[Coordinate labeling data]
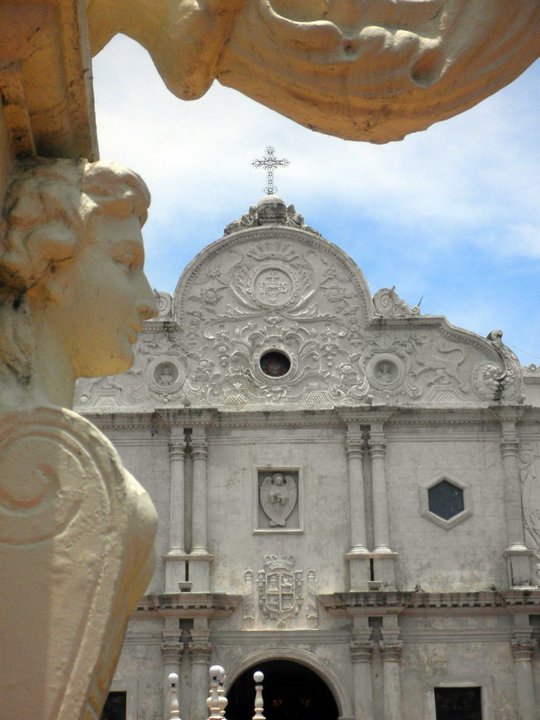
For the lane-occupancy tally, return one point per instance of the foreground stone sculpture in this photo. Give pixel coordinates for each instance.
(76, 529)
(372, 70)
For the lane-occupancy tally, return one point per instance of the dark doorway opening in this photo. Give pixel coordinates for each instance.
(458, 703)
(291, 692)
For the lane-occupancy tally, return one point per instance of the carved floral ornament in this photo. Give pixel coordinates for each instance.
(372, 70)
(276, 315)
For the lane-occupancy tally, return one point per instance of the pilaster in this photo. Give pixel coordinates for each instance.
(383, 555)
(175, 560)
(358, 557)
(522, 647)
(199, 559)
(517, 554)
(391, 648)
(361, 647)
(171, 651)
(200, 651)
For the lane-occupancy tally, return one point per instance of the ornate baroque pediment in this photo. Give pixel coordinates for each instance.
(273, 316)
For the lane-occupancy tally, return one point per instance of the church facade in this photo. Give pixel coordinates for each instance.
(347, 492)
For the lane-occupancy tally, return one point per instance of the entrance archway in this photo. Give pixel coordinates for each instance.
(291, 692)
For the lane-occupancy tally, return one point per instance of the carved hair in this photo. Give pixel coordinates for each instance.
(46, 222)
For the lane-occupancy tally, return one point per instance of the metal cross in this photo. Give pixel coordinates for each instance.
(270, 162)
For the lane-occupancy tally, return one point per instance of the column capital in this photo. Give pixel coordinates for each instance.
(171, 649)
(377, 444)
(361, 651)
(391, 650)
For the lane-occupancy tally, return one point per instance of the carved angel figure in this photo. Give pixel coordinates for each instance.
(73, 522)
(278, 498)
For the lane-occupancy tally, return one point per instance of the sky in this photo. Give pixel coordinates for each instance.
(450, 215)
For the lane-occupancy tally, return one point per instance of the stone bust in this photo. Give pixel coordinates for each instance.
(73, 294)
(76, 529)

GIVEN REQUEST >> Switch "lane-occupancy tally" to "building survey" everywhere in the items above, changing nothing else, and give all the items back without the pictures.

EXERCISE RESULT >>
For the building survey, return one point per instance of the foreground stone sculpture in this photo. Give pixel coordinates for each instance.
(76, 529)
(372, 70)
For the building survey, return one point per instance of the dark doorway opening in this photo. Give pixel coordinates for each instance.
(458, 703)
(291, 692)
For the building survey, return one point per instance of the carved floral ornament in this photo. Give pixel coordinates for each instance.
(372, 70)
(276, 315)
For the building survey, return one point per instance of the pilaster in this photo. Give pixel coordinates for each instance.
(383, 555)
(175, 560)
(358, 557)
(522, 647)
(199, 559)
(517, 554)
(391, 648)
(361, 647)
(171, 651)
(200, 651)
For the building survey, return one point per instance of the ornate baroque pediment in this photo. Give pixel coordinates for each instance.
(273, 316)
For the building survey, return one point per instance of the church facade in this photo. Give pixel coordinates for each instance.
(347, 492)
For the building survey, return one point per instance of the entrance archway in this photo. Give pixel coordinates for each instance.
(291, 692)
For the building survey, return one point per instance of the carved hair in this photo. Give pixel coordinates for each instance.
(46, 222)
For the building survey, return one point per instance of the metal cross in this photo. Give pixel coordinates for each instance.
(270, 162)
For the building survey, return one point per instance of the column capital in this photo. Give pixel coordinates for each instance.
(171, 649)
(377, 444)
(361, 651)
(391, 650)
For the building survey, return one point per instance of the carved angel figure in this photo. Give pixel coordinates for each instance.
(73, 522)
(278, 498)
For the building survey, return one point per instance of the sky in this photo. Give pixel coordinates for each instance.
(450, 215)
For the building survey, return one point per instance of the stone bust in this photo. Give pixel coordinates for each instance.
(73, 294)
(76, 529)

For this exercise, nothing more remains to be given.